[DOCUMENT TEXT]
-- Begin --

The oil contained in the fluid at the second stage 116 collects in a bucket 124 placed in the second stage 116 of the separator 110. A level sensor 126 associated with the bucket 124 is coupled to the control unit 201, which determines the level of the oil in the bucket 124. The control unit 201 controls a valve 128 to discharge the oil from the separator 110 into an oil surge tank 160. Alternatively, the level sensor 126 may provide a signal to a level controller 126a, which modulates the control valve 128 to control the oil flow from the bucket 124 into the oil surge tank 160. The oil level sensor signals also may be used to activate alarms 210 when the oil level is above a maximum level or below a minimum level.
In the second stage 116, fluid that is substantially free of oil (referred to herein as the "water" for convenience) flows under the oil bucket 124 and then over a weir 134 and collects into a water chamber or reservoir 136. A level sensor 138 is placed in the water reservoir 136 and is coupled to the control unit 201, which continually determines the water level in the reservoir 136. The control unit 201 is programmed to control a valve 140 to discharge the water from the separator 110 into a water tank 145 via a line 142. Alternatively, the level sensor 138 may provide a signal to a level controller 138a which modulates the control valve 140 to discharge the water from the separator 110 into the water tank 145. Additionally, the liquid level in the main body of the separator is monitored by a level switch 142' which provides a signal when the liquid level in the main body of the separator 110 is above a maximum level, which signal initiates the emergency shut down. This emergency shut down prevents any liquid passing into the gas vent 122a or into any flare system used.
Any gas present in the water discharged into the water tank separates within the water tank 145. Such gas is discharged via a control valve 147 to flare. A pressure sensor 148 associated with the water tank 145 is utilized to control the control valve 147 to maintain a desired pressure in the water tank 145. The control valve 147 may be modulated by a pressure controller 148a in response to signals from the pressure sensor 148. Alternatively, the control valve 147 may be controlled by the control unit 201 in response to the signals from the pressure sensor 148. Alarms are activated when the pressure in the water tank 145 is above or below predetermined limits. Water level in the water tank 145 is monitored by a level sensor 150. A level controller 150a modulates a control valve 152 in response to the level sensor signals to maintain a desired liquid level in the water tank 145. Alternatively, control unit 201 may be utilized to control the valve 152 in response to the level sensor signals. The fluid level in the water tank 145 also is monitored by a level switch 151, which initiates an emergency shutdown of the system if the level inadvertently reaches a predetermined maximum level. A pump 155 passes the fluids from the water tank 145 to the control valve 152. The fluid leaving the valve 152 discharges via a line 153 into a drilling fluid tank 154.
Any gas present in the oil surge tank 160 separates within the oil surge tank 160. The separated gas is discharged via a control valve 164 and a line 165 to the gas line 122 to flare. A pressure sensor 162 associated with the oil surge tank 160 is utilized to control the control valve 164 in order to maintain a desired pressure in the oil surge tank 160. The control valve 164 may be modulated by a pressure controller 162a in response to signals from the pressure sensor 162. Alternatively, the operation of the control valve 164 may be controlled by the control unit 201 in response to the signals from the pressure sensor 162. Alarms 210 are activated when the pressure in the oil surge tank 160 is either above or below their respective predetermined limits. Oil level in the oil surge tank160 is monitored by a level sensor 168. A level controller 168a modulates a control valve 170 in response to the level sensor signals to maintain a desired liquid level in the oil surge tank 160. Alternatively, the control unit 201 may be utilized to control the valve170 in response to the signals from the level sensor 168. The liquid level in the oil surge tank 160 also is monitored by a level switch 169, which initiates an emergency shutdown of the system if the level inadvertently reaches a predetermined maximum level. A pump 172 passes the fluids from the oil surge tank 160 to the control valve 170. The fluid leaving the valve 170 discharges via a line 174 into an oil tank or oil reservoir 176.

-- End --

[PROBLEMS TO WORK ON]
(1) In the separator passage, where does the fluid leaving valve 152 go?
(2) List every level sensor named in the separator passage, along with what each one is placed in or associated with.
(3) Write the next portion of the separator passage, beginning after its final sentence.
These records come from a different source than the separator passage.

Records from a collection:
-- Begin --

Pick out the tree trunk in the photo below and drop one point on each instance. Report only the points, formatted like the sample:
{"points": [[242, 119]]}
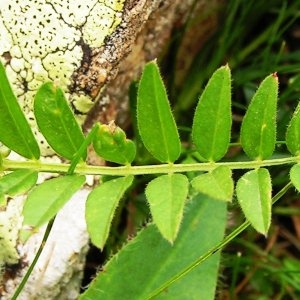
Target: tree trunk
{"points": [[102, 75]]}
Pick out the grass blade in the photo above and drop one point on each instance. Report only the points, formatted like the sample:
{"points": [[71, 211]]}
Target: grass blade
{"points": [[148, 261], [46, 199]]}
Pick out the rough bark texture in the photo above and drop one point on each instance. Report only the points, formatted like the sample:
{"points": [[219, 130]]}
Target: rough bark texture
{"points": [[143, 34]]}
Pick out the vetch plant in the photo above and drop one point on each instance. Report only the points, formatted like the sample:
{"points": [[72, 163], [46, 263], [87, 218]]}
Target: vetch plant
{"points": [[180, 249]]}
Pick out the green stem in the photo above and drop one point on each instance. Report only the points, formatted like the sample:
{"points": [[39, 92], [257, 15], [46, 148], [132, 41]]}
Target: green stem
{"points": [[141, 170], [32, 265], [213, 250]]}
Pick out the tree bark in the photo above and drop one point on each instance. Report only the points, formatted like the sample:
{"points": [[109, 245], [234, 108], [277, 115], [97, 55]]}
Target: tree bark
{"points": [[143, 34]]}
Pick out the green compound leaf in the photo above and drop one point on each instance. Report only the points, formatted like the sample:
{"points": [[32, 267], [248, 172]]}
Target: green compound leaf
{"points": [[254, 193], [295, 176], [293, 133], [101, 205], [156, 123], [148, 261], [212, 119], [15, 132], [258, 131], [217, 184], [18, 182], [56, 121], [166, 195], [45, 200], [111, 144]]}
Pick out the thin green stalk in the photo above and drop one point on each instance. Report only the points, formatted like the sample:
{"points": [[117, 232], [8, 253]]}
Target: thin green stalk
{"points": [[38, 254], [9, 165], [213, 250]]}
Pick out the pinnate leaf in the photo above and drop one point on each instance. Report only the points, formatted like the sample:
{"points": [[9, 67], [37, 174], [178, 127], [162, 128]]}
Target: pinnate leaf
{"points": [[254, 195], [111, 144], [217, 184], [166, 195], [15, 132], [293, 133], [46, 199], [156, 123], [56, 121], [258, 131], [212, 119], [101, 205]]}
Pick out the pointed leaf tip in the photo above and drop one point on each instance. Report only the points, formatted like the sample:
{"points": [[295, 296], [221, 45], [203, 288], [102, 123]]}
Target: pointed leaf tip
{"points": [[258, 131], [15, 132], [101, 205], [254, 195], [156, 123], [212, 119]]}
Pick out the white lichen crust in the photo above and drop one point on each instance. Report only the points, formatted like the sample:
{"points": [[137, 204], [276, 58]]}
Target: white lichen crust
{"points": [[43, 40]]}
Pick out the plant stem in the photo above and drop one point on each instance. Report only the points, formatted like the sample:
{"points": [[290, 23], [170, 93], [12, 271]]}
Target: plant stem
{"points": [[141, 170], [213, 250]]}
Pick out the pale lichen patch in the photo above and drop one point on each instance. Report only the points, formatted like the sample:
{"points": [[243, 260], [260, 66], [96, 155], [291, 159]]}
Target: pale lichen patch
{"points": [[43, 40]]}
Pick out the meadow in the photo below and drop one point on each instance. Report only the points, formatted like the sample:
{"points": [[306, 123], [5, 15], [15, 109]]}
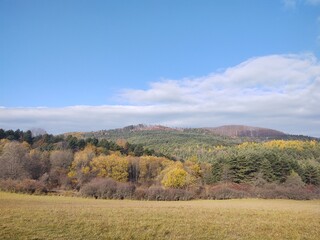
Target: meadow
{"points": [[56, 217]]}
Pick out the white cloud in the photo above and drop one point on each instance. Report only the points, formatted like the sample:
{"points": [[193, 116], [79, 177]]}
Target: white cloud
{"points": [[277, 91], [289, 4], [313, 2], [292, 4]]}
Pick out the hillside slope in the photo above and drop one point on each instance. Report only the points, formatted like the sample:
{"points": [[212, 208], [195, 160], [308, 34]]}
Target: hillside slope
{"points": [[183, 143]]}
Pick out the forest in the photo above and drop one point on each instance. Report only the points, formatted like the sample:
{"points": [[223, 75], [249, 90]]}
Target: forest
{"points": [[117, 168]]}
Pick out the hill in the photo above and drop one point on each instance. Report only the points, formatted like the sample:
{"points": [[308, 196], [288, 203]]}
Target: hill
{"points": [[246, 131], [183, 143]]}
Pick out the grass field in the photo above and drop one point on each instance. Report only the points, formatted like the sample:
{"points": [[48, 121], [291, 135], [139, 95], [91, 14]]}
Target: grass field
{"points": [[53, 217]]}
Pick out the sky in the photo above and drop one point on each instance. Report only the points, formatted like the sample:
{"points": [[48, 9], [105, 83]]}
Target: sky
{"points": [[80, 65]]}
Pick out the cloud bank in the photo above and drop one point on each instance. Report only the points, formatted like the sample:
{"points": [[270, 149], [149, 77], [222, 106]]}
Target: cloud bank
{"points": [[276, 91]]}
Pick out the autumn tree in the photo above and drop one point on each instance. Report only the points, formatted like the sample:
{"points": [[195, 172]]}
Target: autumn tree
{"points": [[13, 161], [113, 166]]}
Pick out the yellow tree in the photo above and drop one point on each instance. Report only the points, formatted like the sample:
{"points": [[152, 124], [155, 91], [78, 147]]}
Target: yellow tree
{"points": [[80, 167], [175, 178], [113, 166]]}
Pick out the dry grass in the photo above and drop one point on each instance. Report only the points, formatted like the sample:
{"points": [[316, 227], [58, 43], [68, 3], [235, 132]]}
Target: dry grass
{"points": [[53, 217]]}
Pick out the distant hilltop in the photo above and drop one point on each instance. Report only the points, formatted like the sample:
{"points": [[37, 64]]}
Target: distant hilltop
{"points": [[245, 131], [226, 130], [235, 132]]}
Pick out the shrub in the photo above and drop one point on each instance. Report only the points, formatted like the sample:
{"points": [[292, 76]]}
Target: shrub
{"points": [[25, 186]]}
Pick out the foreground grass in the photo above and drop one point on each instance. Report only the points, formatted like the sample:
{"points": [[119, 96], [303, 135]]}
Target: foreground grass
{"points": [[53, 217]]}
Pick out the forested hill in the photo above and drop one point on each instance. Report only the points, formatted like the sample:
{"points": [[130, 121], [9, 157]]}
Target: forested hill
{"points": [[183, 143]]}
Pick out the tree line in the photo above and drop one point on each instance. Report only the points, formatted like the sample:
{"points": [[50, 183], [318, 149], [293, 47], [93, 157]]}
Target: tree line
{"points": [[117, 169]]}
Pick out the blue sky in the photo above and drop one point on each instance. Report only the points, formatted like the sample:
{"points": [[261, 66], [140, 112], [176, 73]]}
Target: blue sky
{"points": [[89, 65]]}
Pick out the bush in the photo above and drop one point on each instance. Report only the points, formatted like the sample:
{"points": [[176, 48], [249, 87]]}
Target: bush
{"points": [[227, 191], [25, 186], [107, 188]]}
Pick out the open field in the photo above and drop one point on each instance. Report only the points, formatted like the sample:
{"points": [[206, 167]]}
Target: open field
{"points": [[53, 217]]}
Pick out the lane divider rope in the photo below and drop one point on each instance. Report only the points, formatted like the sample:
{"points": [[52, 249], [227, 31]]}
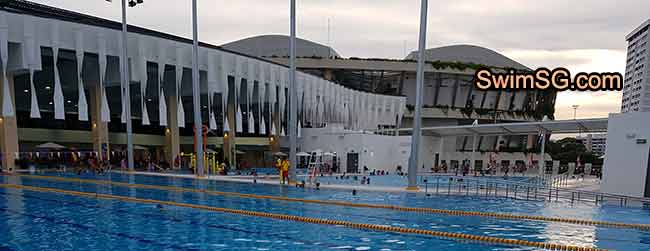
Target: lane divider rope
{"points": [[358, 205], [375, 227]]}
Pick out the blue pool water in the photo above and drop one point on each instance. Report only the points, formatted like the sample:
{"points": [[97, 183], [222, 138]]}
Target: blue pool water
{"points": [[49, 221], [394, 180]]}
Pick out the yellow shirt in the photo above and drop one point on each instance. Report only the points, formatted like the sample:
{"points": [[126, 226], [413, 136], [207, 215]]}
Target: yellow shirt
{"points": [[285, 165]]}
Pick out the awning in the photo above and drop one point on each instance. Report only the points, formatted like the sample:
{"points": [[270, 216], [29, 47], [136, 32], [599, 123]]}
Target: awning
{"points": [[521, 128]]}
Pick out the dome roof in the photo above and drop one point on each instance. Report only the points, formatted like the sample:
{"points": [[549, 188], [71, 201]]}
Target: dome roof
{"points": [[278, 45], [468, 54]]}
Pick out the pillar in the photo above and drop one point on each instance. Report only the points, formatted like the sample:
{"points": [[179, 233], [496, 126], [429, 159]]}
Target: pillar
{"points": [[472, 165], [9, 134], [172, 133], [530, 141], [229, 144], [328, 74], [99, 131]]}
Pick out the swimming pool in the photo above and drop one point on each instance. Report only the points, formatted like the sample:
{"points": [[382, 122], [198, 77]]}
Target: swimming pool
{"points": [[46, 221], [394, 180]]}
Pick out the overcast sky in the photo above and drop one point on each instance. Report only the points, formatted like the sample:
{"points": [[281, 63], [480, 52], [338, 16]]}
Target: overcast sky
{"points": [[582, 35]]}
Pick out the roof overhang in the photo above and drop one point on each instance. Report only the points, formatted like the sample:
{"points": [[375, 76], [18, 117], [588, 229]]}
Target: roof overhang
{"points": [[598, 125]]}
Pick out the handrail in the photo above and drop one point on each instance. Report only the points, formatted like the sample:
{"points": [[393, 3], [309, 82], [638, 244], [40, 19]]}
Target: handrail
{"points": [[529, 191]]}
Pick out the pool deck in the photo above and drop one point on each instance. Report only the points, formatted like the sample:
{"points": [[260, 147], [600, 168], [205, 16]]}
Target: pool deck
{"points": [[587, 184]]}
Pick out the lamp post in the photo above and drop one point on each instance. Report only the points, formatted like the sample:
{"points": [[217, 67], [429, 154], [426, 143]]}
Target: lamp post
{"points": [[417, 118], [575, 110], [293, 110], [196, 92], [126, 85]]}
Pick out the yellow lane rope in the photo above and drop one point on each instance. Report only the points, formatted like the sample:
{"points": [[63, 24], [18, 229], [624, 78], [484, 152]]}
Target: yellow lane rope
{"points": [[358, 205], [385, 228]]}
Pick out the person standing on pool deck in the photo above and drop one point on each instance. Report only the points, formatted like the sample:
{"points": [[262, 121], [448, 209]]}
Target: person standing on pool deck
{"points": [[285, 171]]}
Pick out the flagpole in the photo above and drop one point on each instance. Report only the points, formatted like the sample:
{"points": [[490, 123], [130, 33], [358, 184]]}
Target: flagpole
{"points": [[417, 119], [196, 93], [293, 110], [126, 85]]}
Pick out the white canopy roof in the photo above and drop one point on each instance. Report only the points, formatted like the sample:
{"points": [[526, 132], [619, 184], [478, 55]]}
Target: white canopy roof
{"points": [[522, 128]]}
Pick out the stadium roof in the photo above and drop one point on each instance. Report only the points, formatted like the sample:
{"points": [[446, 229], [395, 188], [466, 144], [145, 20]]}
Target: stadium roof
{"points": [[523, 128], [469, 54], [278, 46]]}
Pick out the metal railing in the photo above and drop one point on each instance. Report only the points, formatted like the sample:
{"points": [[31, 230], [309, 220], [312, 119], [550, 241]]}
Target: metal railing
{"points": [[538, 189]]}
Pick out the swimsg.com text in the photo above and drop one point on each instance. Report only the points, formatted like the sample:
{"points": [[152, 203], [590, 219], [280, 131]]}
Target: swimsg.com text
{"points": [[543, 79]]}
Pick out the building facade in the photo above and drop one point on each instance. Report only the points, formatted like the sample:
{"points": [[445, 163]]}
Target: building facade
{"points": [[61, 83], [636, 86], [595, 143], [449, 95]]}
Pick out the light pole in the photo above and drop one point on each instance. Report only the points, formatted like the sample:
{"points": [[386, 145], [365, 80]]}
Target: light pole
{"points": [[575, 109], [417, 118], [196, 92], [126, 85], [293, 110]]}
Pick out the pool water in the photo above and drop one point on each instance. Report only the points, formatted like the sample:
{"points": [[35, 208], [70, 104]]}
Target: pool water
{"points": [[394, 180], [50, 221]]}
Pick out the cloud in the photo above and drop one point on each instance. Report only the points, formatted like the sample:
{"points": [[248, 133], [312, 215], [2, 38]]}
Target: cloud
{"points": [[582, 35]]}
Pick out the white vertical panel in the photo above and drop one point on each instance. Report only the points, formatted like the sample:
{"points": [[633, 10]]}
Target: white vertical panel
{"points": [[179, 78], [213, 86], [31, 48], [224, 66], [105, 115], [162, 100], [59, 112], [142, 72], [82, 104], [7, 104]]}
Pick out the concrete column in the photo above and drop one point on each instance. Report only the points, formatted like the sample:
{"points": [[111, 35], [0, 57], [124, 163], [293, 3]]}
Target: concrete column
{"points": [[172, 134], [9, 134], [472, 166], [328, 74], [530, 140], [229, 142], [99, 131]]}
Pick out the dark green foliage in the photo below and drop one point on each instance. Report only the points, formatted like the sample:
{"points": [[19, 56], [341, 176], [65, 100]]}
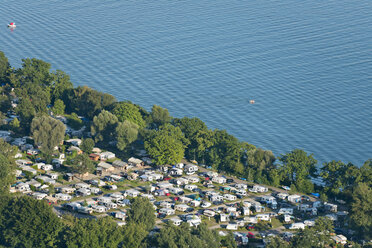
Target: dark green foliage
{"points": [[87, 145], [166, 145], [59, 107], [82, 164], [4, 68], [86, 101], [185, 236], [141, 212], [61, 83], [26, 222], [361, 210], [297, 167], [277, 242], [74, 121], [126, 133], [91, 233], [47, 133], [6, 177], [134, 236], [126, 111], [27, 112], [103, 127], [160, 115], [317, 236]]}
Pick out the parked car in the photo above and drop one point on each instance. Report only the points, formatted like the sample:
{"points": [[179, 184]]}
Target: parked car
{"points": [[229, 180], [250, 226]]}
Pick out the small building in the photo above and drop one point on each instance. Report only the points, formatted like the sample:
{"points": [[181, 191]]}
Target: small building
{"points": [[175, 190], [224, 217], [286, 211], [282, 195], [39, 196], [82, 185], [190, 169], [181, 207], [258, 189], [191, 187], [135, 162], [176, 221], [193, 179], [69, 177], [241, 186], [63, 197], [132, 192], [74, 142], [106, 167], [66, 190], [175, 172], [195, 203], [330, 207], [264, 217], [220, 180], [106, 155], [251, 219], [165, 204], [47, 167], [99, 209], [94, 157], [76, 149], [246, 211], [339, 239], [121, 165], [83, 192], [229, 197], [209, 213], [298, 225], [232, 226], [294, 198], [287, 218], [167, 211]]}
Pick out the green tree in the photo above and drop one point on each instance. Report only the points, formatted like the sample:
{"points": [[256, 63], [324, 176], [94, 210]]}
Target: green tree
{"points": [[103, 127], [134, 236], [86, 101], [277, 242], [47, 133], [126, 111], [15, 124], [27, 222], [361, 210], [165, 145], [88, 233], [141, 212], [6, 174], [4, 67], [61, 83], [126, 133], [160, 115], [59, 107], [27, 112], [82, 164], [297, 167], [87, 145]]}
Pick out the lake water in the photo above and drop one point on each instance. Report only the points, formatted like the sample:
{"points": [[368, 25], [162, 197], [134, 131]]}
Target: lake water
{"points": [[307, 64]]}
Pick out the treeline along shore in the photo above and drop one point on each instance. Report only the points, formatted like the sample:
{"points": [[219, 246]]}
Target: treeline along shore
{"points": [[34, 100]]}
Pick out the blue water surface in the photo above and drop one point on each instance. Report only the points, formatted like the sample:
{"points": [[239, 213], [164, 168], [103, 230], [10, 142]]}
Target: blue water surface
{"points": [[307, 64]]}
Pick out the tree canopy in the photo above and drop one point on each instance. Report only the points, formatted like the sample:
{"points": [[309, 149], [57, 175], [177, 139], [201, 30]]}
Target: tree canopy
{"points": [[82, 164], [126, 111], [47, 133], [27, 222]]}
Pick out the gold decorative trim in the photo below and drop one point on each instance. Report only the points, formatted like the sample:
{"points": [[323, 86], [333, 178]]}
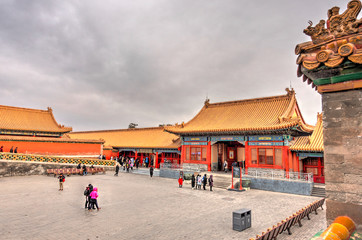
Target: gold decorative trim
{"points": [[356, 58], [334, 62], [346, 49], [310, 65], [323, 55]]}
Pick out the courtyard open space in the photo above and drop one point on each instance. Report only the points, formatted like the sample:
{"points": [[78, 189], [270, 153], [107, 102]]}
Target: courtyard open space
{"points": [[136, 206]]}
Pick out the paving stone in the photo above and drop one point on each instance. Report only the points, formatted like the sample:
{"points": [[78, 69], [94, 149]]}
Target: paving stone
{"points": [[135, 206]]}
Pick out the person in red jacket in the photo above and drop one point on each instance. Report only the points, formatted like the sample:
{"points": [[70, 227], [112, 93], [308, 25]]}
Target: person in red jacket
{"points": [[180, 181]]}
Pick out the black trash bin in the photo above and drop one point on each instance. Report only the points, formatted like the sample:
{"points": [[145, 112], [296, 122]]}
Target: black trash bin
{"points": [[241, 219]]}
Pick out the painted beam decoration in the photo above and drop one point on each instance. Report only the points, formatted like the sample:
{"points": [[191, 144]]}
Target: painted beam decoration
{"points": [[309, 154], [266, 138], [193, 139], [195, 143], [228, 139], [334, 55], [266, 143]]}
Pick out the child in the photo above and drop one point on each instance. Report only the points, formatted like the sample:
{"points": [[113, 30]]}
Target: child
{"points": [[199, 181], [94, 196], [61, 181], [180, 181]]}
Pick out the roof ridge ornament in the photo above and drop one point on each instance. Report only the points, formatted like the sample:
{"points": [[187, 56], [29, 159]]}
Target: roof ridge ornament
{"points": [[338, 25], [207, 102], [290, 92]]}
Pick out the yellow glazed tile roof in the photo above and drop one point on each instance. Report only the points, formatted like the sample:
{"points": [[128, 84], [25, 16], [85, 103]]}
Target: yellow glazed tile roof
{"points": [[313, 143], [26, 119], [261, 114], [47, 139], [133, 138]]}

-- End --

[ANSWERS TO EACH TASK]
(1) It discharges via line 153 into drilling fluid tank 154.

(2)
- Level sensor 126: bucket 124
- Level sensor 138: water reservoir 136
- Level sensor 150: water tank 145
- Level sensor 168: oil surge tank 160

(3)
Still referring to FIGS. 1 and 1A, the control unit 201 may be placed at a suitable place in the field or in a control cabin having other control equipment for controlling the overall operation of the drilling rig used for drilling the wellbore. The control unit 201 is coupled to one or more monitors or display screens 212 for displaying various parameters relating to the fluid-handling system 100. Suitable data entry devices, such as touch-screens or keyboards are utilized to enter information and instructions into the control unit 201. The control unit 201 contains one or more data processing units, such as a computer, programs and models for operating the fluid-handling system 100.
In general, the control unit 201 receives signals from the various sensors described above and any other sensors associated with the fluid-handling system 100 or the drilling system. The control unit 201 determines or computes the values of a number of operating parameters of the fluid-handling system and controls the operation of the various devices based on such parameters according to the programs and models provided to the control unit 201. The ingoing or input lines S1-Sn connected to the control unit 201 indicate that the control unit 201 receives signals and inputs from various sources, including the sensors of the system 100. The outgoing or output lines C1-Cm are shown to indicate that the control unit 201 is coupled to the various devices in the system 201 for controlling the operations of such devices, including the control valves 102, 104, 120, 128 147, 152, 64, 168 and 170, and pumps 124, 155 and 170.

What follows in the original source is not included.